### WHAT YOU HAVE TO DO
Print, word for word, the part of the license post starting at "3. Commission help" and ending at "the plaintext license).".

### SUPPLIED PASSAGE
....

Licenses For Freedom


Moving forward there are a few goals I have for the NPL and CNPL.

  1. A dedicated and well-designed website (not just the webpage on my site).
  2. Submit the NPL and CNPL to the SPDX License list, which is often referenced by software and other license lists to derive licenses from their their “abbreviations” (like “NPL” for example).
  3. Commission help with license review and expose the license text to more scrutiny from people interested in contributing, from lawyers or from marginalized people.

Hopefully number 1 will lead to number 3 by being shared around and causing people to read the license text and file issues on the tracker with any concerns. I'm envisioning a very basic website which starts on a homepage that will guide a user to choosing between the NPL and CNPL (what is more appropriate for their project), then providing an outline of the license's principles, a how-to guide for using the licenses in their projects, and a page with the texts of each license as well as a link to the bug tracker to suggest changes or correct mistakes on the gittea tracker for the respective projects (A CONTRIBUTING/LICENSE page that is easier to read than the plaintext license).

As for number 2, I'm interested in getting the NPL and CNPL on more lists like the SPDX License list, even if it attracts the ire of free software purists and “open source” liberals who will be upset we're making a persuasive argument for depriving their sick organizations of free labor while simultaneously keeping it open for the commons. Getting onto lists such as these is crucial if the NPL and CNPL are ever going to be integrated into distros with careful license management systems, even if they are not included into their main repositories. Hopefully this will result in projects using these licenses having an easier time of getting packaged and hosted by communities (at least on non-FDSG distros). In addition hopefully this will alleviate worries of some people who are concerned about how NPL/CNPL projects will be legally integrated into other projects.

To be perfectly clear, neither the NPL nor the CNPL will be marked as open source or free software on any license lists since neither conform to their respective definitions due to the non-violence provisions in the license. The SPDX license list already has licenses which do not meet either definition and some of them are pretty much just proprietary so I'm fairly confident that outside of technicalities I could eventually get them included on the SPDX list or at least other ones, hopefully mostly in a positive light (I don't expect anything short of firm resistance from the FSF here when they add it to their list).

My only concern with number 2 is that the “abbreviation” NPL is already reserved for the Netscape Public License. Which leads to something else I'm thinking of next. There may be a need to choose a new abbreviation for the NPL for the convenience of license lists and related tooling. I do not want to change the name of the Nonviolent Public License, or the abbreviation for its counterpart, the CNPL, however I may have to change the license abbrevation for the Nonviolent Public License to NVPL. I will be prepared to do this upon feedback from the SPDX license list after I submit the NPL to them.

Personally I'm fairly busy with work right now in real life and it has drained attention away from this project for a month or so, but I plan on diving back into it soon enough. Hopefully before June at least. This wraps up this update on the effort to subvert copyright to prevent violence and encourage reciprocity and openness in software. Wish all of you the best out there, stay safe inside and care for the vulnerable! Let me know what you think on the fediverse :)

Respects Our Freedom Licenses

This post is just going to be a list of FLOSS-like licenses which respect the freedoms of the people the program is being run on in any number of ways as well as including short summaries of each license. The only criteria for a license to be included on this list are:

  1. The license must be in the spirit of copyleft and reciprocation.

....

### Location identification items

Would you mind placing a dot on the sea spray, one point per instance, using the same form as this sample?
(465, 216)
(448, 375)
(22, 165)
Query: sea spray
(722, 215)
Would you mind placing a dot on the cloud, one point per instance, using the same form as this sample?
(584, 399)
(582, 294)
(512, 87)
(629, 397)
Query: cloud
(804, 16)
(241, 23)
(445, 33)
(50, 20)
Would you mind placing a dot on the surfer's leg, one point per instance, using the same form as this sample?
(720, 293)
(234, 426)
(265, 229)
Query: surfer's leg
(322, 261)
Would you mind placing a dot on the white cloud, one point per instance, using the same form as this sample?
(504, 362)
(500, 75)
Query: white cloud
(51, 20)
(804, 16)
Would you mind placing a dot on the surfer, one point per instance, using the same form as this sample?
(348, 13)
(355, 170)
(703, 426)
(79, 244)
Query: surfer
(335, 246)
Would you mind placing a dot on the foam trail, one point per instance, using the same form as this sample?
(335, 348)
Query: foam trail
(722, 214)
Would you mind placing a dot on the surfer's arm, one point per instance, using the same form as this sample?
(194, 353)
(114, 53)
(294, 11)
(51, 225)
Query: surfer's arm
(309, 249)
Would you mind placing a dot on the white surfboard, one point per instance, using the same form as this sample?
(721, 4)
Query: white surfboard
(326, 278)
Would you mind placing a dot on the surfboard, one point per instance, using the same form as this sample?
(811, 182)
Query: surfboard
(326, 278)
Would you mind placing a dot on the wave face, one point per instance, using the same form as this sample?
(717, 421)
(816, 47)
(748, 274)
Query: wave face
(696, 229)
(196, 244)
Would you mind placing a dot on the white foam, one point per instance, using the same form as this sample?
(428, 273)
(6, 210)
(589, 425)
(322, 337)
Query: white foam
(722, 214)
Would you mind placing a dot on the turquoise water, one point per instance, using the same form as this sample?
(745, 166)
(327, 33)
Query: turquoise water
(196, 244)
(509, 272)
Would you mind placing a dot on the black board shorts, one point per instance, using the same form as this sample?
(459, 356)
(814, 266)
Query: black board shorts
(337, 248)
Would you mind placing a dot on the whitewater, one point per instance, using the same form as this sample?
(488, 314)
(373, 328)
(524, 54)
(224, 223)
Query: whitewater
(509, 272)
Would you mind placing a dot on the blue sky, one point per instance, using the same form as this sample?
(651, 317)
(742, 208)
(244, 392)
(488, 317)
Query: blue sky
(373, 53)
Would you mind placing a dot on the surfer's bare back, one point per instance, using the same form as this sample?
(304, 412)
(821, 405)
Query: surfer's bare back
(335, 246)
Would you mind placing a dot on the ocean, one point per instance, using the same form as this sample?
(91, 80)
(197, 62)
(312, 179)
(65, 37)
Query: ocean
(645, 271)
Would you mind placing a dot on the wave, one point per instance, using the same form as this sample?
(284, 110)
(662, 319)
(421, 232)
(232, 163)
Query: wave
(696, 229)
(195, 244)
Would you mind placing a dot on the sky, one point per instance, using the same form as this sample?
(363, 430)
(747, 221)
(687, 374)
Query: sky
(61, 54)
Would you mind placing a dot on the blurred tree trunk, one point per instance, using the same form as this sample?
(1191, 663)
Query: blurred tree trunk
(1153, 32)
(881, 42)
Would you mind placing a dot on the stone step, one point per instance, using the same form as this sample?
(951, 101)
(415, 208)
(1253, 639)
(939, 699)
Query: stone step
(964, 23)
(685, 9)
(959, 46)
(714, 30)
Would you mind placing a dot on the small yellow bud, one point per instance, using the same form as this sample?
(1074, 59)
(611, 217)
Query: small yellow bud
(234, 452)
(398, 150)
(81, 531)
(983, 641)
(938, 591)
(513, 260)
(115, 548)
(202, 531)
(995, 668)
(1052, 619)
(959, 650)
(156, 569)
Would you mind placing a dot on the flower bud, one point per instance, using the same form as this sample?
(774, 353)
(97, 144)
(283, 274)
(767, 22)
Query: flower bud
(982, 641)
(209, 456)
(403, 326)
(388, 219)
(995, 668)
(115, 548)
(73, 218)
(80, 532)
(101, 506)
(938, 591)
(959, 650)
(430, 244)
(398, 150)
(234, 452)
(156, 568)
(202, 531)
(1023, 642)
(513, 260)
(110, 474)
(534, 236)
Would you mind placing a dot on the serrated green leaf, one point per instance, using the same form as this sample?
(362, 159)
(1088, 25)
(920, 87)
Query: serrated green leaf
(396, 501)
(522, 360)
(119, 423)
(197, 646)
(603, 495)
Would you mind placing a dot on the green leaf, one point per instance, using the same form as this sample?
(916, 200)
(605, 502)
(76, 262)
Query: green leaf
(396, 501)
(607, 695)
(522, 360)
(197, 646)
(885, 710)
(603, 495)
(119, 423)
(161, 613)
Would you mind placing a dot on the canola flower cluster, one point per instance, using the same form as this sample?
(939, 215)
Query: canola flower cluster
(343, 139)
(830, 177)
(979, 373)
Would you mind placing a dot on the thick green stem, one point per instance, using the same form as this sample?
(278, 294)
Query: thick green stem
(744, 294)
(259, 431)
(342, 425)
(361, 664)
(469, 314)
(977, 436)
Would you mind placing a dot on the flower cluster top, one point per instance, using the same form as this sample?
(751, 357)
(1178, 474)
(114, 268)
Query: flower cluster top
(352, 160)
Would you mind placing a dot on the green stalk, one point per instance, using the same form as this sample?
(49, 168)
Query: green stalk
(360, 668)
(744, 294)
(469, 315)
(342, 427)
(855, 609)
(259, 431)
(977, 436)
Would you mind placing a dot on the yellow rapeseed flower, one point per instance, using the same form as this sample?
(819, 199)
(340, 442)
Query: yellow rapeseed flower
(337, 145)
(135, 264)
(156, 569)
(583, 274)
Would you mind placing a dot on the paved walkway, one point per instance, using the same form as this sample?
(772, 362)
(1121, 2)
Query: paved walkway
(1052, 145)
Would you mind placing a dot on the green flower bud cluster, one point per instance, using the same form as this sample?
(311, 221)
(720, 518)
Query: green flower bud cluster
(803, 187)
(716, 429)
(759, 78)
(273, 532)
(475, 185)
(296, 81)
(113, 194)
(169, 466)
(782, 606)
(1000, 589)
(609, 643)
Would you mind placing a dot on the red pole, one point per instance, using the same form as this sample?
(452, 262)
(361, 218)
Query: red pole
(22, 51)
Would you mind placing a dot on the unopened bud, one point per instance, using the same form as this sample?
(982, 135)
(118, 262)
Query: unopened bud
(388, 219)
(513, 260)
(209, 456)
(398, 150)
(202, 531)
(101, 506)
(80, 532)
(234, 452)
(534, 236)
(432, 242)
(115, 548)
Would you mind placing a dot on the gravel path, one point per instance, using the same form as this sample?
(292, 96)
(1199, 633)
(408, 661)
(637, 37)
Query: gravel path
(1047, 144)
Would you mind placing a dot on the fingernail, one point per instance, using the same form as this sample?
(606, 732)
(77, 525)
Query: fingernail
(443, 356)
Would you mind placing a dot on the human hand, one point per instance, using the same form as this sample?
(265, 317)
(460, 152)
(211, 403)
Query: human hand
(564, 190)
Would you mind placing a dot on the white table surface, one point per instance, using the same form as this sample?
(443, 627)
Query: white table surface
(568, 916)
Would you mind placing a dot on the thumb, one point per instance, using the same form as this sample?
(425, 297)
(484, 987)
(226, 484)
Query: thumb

....

### COMPLETE RESPONSE
3. Commission help with license review and expose the license text to more scrutiny from people interested in contributing, from lawyers or from marginalized people.

Hopefully number 1 will lead to number 3 by being shared around and causing people to read the license text and file issues on the tracker with any concerns. I'm envisioning a very basic website which starts on a homepage that will guide a user to choosing between the NPL and CNPL (what is more appropriate for their project), then providing an outline of the license's principles, a how-to guide for using the licenses in their projects, and a page with the texts of each license as well as a link to the bug tracker to suggest changes or correct mistakes on the gittea tracker for the respective projects (A CONTRIBUTING/LICENSE page that is easier to read than the plaintext license).